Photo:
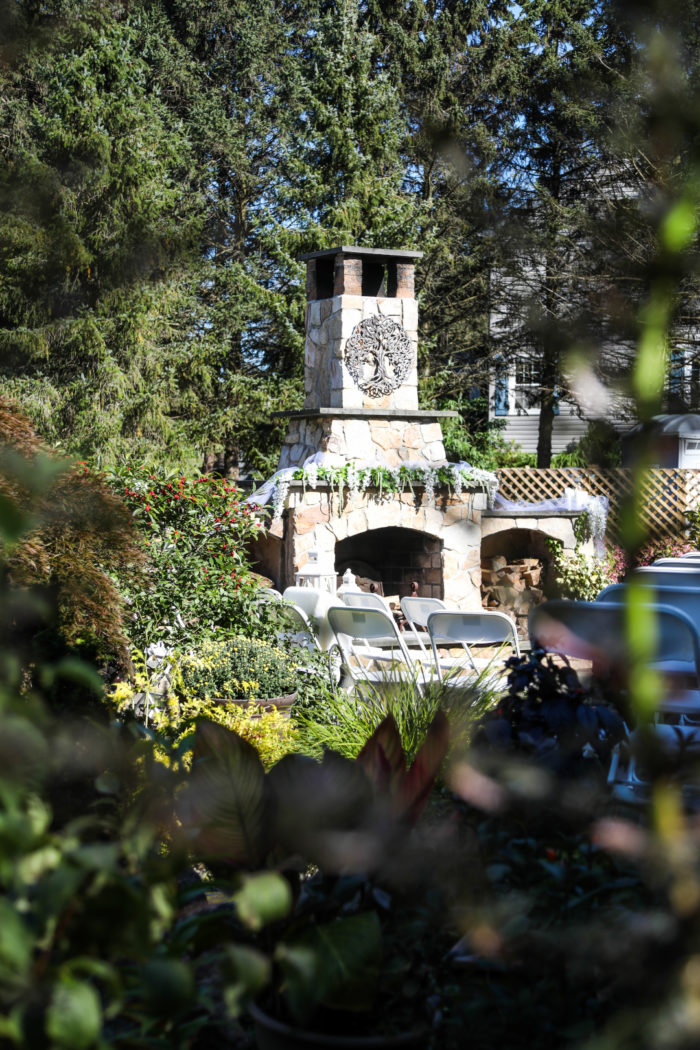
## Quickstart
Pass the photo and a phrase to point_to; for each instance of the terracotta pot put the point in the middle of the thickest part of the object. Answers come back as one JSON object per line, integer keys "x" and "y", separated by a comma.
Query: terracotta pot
{"x": 272, "y": 1034}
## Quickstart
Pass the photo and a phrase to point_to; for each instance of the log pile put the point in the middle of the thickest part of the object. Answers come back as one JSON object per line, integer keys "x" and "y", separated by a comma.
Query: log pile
{"x": 512, "y": 587}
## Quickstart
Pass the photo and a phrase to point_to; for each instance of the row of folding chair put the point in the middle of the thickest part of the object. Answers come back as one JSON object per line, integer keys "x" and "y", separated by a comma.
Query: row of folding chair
{"x": 374, "y": 650}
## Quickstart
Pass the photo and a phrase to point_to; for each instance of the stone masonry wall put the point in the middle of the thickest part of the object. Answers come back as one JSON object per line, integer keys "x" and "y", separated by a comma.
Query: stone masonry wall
{"x": 312, "y": 523}
{"x": 396, "y": 441}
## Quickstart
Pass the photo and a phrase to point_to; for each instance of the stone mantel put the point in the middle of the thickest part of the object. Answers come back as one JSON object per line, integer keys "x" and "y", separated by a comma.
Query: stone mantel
{"x": 417, "y": 414}
{"x": 534, "y": 511}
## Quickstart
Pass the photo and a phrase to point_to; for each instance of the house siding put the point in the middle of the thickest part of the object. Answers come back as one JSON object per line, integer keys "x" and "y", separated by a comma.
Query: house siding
{"x": 523, "y": 429}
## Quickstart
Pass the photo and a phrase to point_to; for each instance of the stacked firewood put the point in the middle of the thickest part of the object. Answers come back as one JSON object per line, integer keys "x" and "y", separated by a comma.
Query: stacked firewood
{"x": 512, "y": 587}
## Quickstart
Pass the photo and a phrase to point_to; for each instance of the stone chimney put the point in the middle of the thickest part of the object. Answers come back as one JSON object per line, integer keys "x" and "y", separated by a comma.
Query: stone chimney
{"x": 360, "y": 362}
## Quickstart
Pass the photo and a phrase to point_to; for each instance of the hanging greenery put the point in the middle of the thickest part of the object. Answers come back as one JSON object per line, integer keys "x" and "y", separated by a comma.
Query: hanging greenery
{"x": 385, "y": 481}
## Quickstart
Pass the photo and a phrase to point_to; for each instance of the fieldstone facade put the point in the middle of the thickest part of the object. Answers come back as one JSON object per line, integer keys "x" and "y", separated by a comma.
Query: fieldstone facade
{"x": 314, "y": 521}
{"x": 366, "y": 296}
{"x": 396, "y": 441}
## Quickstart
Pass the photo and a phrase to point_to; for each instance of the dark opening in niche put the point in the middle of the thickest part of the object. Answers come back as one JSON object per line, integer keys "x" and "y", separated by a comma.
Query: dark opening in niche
{"x": 379, "y": 278}
{"x": 324, "y": 277}
{"x": 395, "y": 558}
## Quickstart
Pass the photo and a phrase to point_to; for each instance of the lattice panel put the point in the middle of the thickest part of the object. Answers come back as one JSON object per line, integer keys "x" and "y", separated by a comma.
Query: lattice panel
{"x": 692, "y": 489}
{"x": 666, "y": 492}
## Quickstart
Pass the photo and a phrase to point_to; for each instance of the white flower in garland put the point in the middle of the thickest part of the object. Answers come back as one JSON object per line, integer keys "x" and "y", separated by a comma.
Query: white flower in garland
{"x": 311, "y": 474}
{"x": 429, "y": 479}
{"x": 395, "y": 474}
{"x": 597, "y": 516}
{"x": 353, "y": 481}
{"x": 281, "y": 491}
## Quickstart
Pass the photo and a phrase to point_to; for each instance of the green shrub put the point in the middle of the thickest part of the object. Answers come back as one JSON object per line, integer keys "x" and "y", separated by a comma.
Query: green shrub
{"x": 582, "y": 576}
{"x": 195, "y": 531}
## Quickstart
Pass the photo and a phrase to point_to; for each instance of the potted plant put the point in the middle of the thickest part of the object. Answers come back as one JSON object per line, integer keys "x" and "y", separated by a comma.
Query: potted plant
{"x": 237, "y": 670}
{"x": 364, "y": 936}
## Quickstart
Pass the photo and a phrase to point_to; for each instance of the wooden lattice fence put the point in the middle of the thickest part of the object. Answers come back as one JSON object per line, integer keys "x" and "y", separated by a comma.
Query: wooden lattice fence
{"x": 667, "y": 494}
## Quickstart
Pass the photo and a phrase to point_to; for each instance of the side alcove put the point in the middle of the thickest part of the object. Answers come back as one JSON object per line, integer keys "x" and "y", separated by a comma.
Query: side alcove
{"x": 516, "y": 572}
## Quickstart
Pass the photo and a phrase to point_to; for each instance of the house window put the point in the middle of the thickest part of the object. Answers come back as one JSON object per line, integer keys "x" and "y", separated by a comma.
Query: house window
{"x": 527, "y": 385}
{"x": 517, "y": 391}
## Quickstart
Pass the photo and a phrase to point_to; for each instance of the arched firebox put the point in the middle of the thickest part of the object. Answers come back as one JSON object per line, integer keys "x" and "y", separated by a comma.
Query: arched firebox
{"x": 396, "y": 558}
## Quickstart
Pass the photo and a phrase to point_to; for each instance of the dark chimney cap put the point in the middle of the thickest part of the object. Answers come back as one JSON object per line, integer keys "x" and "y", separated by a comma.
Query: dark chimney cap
{"x": 355, "y": 250}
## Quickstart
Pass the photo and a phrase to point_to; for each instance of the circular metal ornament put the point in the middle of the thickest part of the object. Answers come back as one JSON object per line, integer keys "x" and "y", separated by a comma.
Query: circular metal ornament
{"x": 378, "y": 355}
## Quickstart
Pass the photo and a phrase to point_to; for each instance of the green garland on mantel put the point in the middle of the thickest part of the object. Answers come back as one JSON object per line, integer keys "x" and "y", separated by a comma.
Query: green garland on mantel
{"x": 387, "y": 481}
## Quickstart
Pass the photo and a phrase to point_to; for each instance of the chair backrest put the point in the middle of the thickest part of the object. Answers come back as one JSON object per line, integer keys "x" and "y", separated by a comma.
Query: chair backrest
{"x": 315, "y": 605}
{"x": 293, "y": 626}
{"x": 356, "y": 629}
{"x": 663, "y": 576}
{"x": 417, "y": 610}
{"x": 453, "y": 628}
{"x": 364, "y": 600}
{"x": 482, "y": 628}
{"x": 597, "y": 631}
{"x": 270, "y": 592}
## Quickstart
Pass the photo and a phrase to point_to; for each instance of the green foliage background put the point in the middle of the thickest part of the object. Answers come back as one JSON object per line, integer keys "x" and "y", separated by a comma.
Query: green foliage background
{"x": 166, "y": 163}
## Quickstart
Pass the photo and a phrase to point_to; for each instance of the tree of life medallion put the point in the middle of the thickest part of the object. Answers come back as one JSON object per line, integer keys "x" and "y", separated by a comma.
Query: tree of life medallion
{"x": 378, "y": 355}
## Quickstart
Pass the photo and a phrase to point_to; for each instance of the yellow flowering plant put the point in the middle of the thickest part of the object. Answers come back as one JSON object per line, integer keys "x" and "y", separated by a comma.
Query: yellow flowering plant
{"x": 235, "y": 668}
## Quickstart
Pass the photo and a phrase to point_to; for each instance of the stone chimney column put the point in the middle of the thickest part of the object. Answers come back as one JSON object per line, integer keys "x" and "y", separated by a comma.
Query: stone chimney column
{"x": 361, "y": 330}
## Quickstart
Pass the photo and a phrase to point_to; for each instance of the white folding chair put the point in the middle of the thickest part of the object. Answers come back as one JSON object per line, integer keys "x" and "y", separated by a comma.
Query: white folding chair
{"x": 362, "y": 635}
{"x": 315, "y": 605}
{"x": 417, "y": 611}
{"x": 683, "y": 562}
{"x": 452, "y": 628}
{"x": 365, "y": 600}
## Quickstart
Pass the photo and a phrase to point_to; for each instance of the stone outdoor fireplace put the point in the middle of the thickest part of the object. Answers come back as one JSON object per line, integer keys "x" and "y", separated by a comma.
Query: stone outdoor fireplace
{"x": 361, "y": 406}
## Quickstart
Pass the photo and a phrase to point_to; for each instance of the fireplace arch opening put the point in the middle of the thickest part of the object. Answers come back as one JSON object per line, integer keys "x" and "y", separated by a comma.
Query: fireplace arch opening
{"x": 394, "y": 558}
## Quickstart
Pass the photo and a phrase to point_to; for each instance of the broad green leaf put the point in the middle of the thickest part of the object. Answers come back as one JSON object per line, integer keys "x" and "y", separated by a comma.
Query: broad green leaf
{"x": 226, "y": 803}
{"x": 263, "y": 898}
{"x": 16, "y": 943}
{"x": 246, "y": 973}
{"x": 73, "y": 1017}
{"x": 335, "y": 965}
{"x": 168, "y": 985}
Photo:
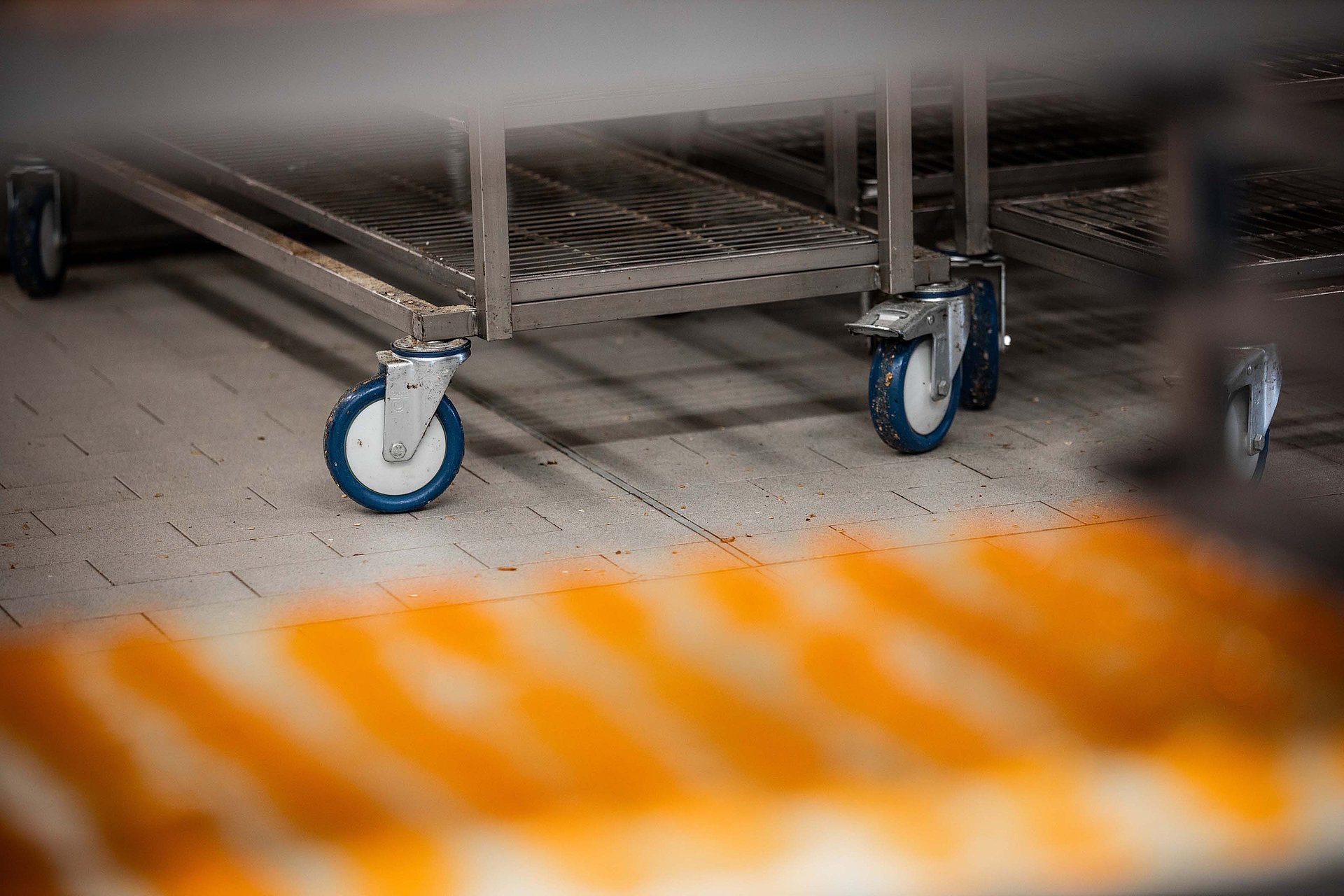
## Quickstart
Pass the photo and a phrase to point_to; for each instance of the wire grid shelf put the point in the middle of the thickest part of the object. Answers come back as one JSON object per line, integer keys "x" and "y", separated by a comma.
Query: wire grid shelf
{"x": 1023, "y": 132}
{"x": 1280, "y": 216}
{"x": 1298, "y": 61}
{"x": 577, "y": 203}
#####
**Work required:**
All lines in the listing above between the line with "of the terracotta" and the line with "of the stacked", inclusive, should be set down exactly, and no line outside that range.

**Solution to the exercise:**
Pass the photo and a phrase to point_to; for each instance of the terracotta pot put the point in the middle of the thickest part of the object. Answers come back as one JSON object per line, integer keys "x" and "y", separated by a comma.
Query: terracotta pot
{"x": 272, "y": 1034}
## Quickstart
Pass the photo and a phrase to point_to; for each instance of the log pile put the point in the middle of the thickest part of the object. Answers come back as one JSON object per line, integer keys "x" and "y", separated by a comma.
Query: log pile
{"x": 512, "y": 587}
## Quickstart
Pass the photo and a phrase to point_to; for each instance of the row of folding chair put the point in the middle of the thickest part of the object. Answers come back as one JSON object per line, integer keys "x" and "y", separated by a comma.
Query: row of folding chair
{"x": 374, "y": 650}
## Quickstart
Pass the photo and a phrase to point_to; for each instance of the stone masonry wall put the point in the middle of the thickest part of the object. Answers come back as one JSON object per line, integer keys "x" and "y", separated by a comma.
Query: stone masonry wall
{"x": 312, "y": 523}
{"x": 396, "y": 441}
## Quickstart
Pass the photo and a phrase to point_to; for each instance of the stone mantel put the point in the middle of the thickest part of the object. Answers come back as one JSON object per line, integer keys "x" and "y", separated by a comma.
Query: stone mantel
{"x": 417, "y": 414}
{"x": 534, "y": 511}
## Quickstart
Pass the photo and a phrase to point_to; for each instance of the house siding put the point in the middle of the thickest part of the object. Answers come back as one JSON object per line, integer keys "x" and "y", separated by a comma.
Query: house siding
{"x": 523, "y": 429}
## Quickstart
Pass the photo and a phrase to point_to; for each instance of the stacked firewood put the point in the middle of the thickest part of the object. Answers come back as one JSON object per line, integer keys "x" and "y", separated by a comma.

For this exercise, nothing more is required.